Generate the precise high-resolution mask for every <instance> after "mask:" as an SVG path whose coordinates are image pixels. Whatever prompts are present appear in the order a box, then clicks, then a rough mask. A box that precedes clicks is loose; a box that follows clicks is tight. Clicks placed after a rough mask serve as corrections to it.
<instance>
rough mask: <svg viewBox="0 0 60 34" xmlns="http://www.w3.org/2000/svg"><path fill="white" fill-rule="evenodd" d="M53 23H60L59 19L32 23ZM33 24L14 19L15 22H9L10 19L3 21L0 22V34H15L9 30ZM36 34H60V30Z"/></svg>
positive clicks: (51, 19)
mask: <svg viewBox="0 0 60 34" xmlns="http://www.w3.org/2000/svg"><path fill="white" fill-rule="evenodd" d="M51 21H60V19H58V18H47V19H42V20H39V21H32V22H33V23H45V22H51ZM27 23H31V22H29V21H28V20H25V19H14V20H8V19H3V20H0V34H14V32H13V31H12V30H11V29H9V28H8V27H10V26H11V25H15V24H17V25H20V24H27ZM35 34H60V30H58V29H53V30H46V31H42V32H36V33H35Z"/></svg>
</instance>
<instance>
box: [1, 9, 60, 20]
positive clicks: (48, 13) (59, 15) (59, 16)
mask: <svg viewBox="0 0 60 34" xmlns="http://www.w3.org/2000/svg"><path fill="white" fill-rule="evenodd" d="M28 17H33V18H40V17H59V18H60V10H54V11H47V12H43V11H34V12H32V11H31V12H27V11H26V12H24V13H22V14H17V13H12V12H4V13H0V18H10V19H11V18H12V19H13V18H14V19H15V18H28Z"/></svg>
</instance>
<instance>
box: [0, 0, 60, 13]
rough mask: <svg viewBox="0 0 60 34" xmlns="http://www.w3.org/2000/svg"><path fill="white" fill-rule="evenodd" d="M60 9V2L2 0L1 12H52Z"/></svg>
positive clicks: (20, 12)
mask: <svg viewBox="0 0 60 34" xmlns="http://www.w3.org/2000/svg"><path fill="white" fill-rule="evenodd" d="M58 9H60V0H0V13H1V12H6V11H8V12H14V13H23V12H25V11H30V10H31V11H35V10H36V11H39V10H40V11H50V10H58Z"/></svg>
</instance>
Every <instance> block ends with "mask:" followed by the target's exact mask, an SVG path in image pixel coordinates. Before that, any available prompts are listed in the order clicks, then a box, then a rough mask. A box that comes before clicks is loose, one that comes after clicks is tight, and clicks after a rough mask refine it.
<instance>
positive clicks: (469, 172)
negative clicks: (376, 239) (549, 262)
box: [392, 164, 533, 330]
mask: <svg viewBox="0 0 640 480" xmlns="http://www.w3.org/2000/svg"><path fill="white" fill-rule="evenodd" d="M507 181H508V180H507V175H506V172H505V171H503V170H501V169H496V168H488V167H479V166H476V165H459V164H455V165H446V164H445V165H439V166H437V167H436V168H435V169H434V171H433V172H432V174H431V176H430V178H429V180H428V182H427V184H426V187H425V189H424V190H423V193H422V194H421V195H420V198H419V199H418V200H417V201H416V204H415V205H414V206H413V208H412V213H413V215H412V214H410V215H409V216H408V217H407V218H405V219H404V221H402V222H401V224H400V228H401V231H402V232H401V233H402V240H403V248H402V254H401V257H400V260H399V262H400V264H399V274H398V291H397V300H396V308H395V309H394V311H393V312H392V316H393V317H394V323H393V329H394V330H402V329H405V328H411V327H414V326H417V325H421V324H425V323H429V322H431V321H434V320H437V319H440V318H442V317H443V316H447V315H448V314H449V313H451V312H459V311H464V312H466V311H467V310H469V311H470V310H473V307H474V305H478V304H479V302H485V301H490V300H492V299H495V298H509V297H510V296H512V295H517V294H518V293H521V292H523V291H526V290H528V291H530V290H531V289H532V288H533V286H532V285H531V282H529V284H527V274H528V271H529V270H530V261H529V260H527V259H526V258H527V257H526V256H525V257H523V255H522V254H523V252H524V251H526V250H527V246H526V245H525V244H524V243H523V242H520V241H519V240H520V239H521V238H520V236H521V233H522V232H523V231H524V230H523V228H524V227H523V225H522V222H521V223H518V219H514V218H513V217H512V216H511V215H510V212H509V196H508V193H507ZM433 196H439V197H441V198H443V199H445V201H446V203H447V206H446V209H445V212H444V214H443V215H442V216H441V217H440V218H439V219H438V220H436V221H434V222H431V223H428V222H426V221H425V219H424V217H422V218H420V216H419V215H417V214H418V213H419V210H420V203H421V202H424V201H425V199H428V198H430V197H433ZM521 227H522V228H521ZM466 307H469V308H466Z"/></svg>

- [Aim of the task] Copy every one of the records above verbatim, keeping each line and its characters unchanged.

- [Exercise output]
Generate the precise high-resolution mask for every <instance> after "mask:" as an SVG path whose coordinates are image pixels. Whatever prompts are present appear in the order a box, then clicks, then a rough mask. A box that precedes clicks is loose; a box that follows clicks is tight. Clicks placed after a rough mask serve as corrections to it.
<instance>
rough mask: <svg viewBox="0 0 60 34" xmlns="http://www.w3.org/2000/svg"><path fill="white" fill-rule="evenodd" d="M53 23H60L59 19L32 23ZM33 24L14 19L15 22H9L10 19L3 21L0 22V34H15L9 30ZM36 34H60V30Z"/></svg>
positive clicks: (51, 19)
mask: <svg viewBox="0 0 60 34" xmlns="http://www.w3.org/2000/svg"><path fill="white" fill-rule="evenodd" d="M51 21H60V19H58V18H47V19H42V20H39V21H32V22H33V23H45V22H51ZM27 23H31V22H29V21H28V20H25V19H14V20H8V19H3V20H0V34H14V32H13V31H12V30H11V29H9V28H8V27H10V26H11V25H15V24H17V25H20V24H27ZM35 34H60V30H58V29H53V30H46V31H42V32H36V33H35Z"/></svg>
</instance>
<instance>
box: [1, 9, 60, 20]
positive clicks: (48, 13) (59, 15) (59, 16)
mask: <svg viewBox="0 0 60 34" xmlns="http://www.w3.org/2000/svg"><path fill="white" fill-rule="evenodd" d="M28 17H33V18H40V17H59V18H60V10H54V11H47V12H43V11H34V12H32V11H31V12H27V11H26V12H24V13H22V14H17V13H12V12H4V13H0V18H10V19H11V18H12V19H13V18H14V19H15V18H28Z"/></svg>
</instance>
<instance>
box: [0, 0, 60, 13]
rough mask: <svg viewBox="0 0 60 34" xmlns="http://www.w3.org/2000/svg"><path fill="white" fill-rule="evenodd" d="M60 9V2L2 0L1 12H52Z"/></svg>
positive clicks: (20, 12)
mask: <svg viewBox="0 0 60 34" xmlns="http://www.w3.org/2000/svg"><path fill="white" fill-rule="evenodd" d="M58 9H60V0H0V13H1V12H6V11H8V12H14V13H23V12H25V11H30V10H31V11H35V10H36V11H39V10H40V11H50V10H58Z"/></svg>
</instance>
Every <instance> block ends with "mask:" followed by the target's exact mask, an SVG path in image pixel coordinates. Before that, any available prompts are listed in the order clicks, then a box, then a rough mask. A box that comes before clicks is loose, one that comes after clicks is tight, and clicks after a rough mask refine it.
<instance>
positive clicks: (469, 172)
negative clicks: (376, 239) (549, 262)
box: [392, 164, 533, 330]
mask: <svg viewBox="0 0 640 480" xmlns="http://www.w3.org/2000/svg"><path fill="white" fill-rule="evenodd" d="M507 181H508V180H507V175H506V172H505V171H503V170H501V169H496V168H488V167H479V166H476V165H459V164H455V165H446V164H445V165H439V166H437V167H436V168H435V169H434V171H433V172H432V174H431V176H430V178H429V180H428V182H427V184H426V187H425V189H424V190H423V193H422V194H421V195H420V198H419V199H418V200H417V201H416V204H415V205H414V206H413V208H412V213H413V215H412V214H410V215H409V216H408V217H407V218H405V219H404V221H402V222H401V224H400V228H401V231H402V232H401V233H402V240H403V248H402V254H401V257H400V260H399V262H400V264H399V274H398V291H397V300H396V308H395V309H394V311H393V312H392V316H393V317H394V323H393V329H394V330H402V329H405V328H411V327H414V326H417V325H421V324H425V323H429V322H431V321H434V320H437V319H440V318H442V317H443V316H447V315H448V314H449V313H451V312H459V311H464V312H466V311H467V310H469V311H470V310H473V307H474V305H478V304H479V302H485V301H490V300H492V299H495V298H509V297H510V296H512V295H517V294H518V293H521V292H523V291H526V290H528V291H530V290H531V289H532V288H533V286H532V285H531V282H529V284H527V274H528V271H529V270H530V261H529V260H527V259H526V258H527V257H526V256H525V257H523V255H522V254H523V252H524V251H526V250H527V246H526V245H525V244H524V243H523V242H520V241H519V240H520V239H521V238H520V236H521V233H522V232H523V231H524V230H523V228H524V227H523V225H522V222H521V223H518V219H514V218H513V217H512V216H511V215H510V212H509V196H508V193H507ZM433 196H439V197H441V198H443V199H445V201H446V203H447V206H446V209H445V212H444V214H443V215H442V216H441V217H440V218H439V219H438V220H436V221H434V222H431V223H428V222H426V221H425V219H424V217H422V218H420V216H419V215H417V214H418V213H419V210H420V203H421V202H424V201H425V199H428V198H430V197H433ZM521 227H522V228H521ZM466 307H469V308H466Z"/></svg>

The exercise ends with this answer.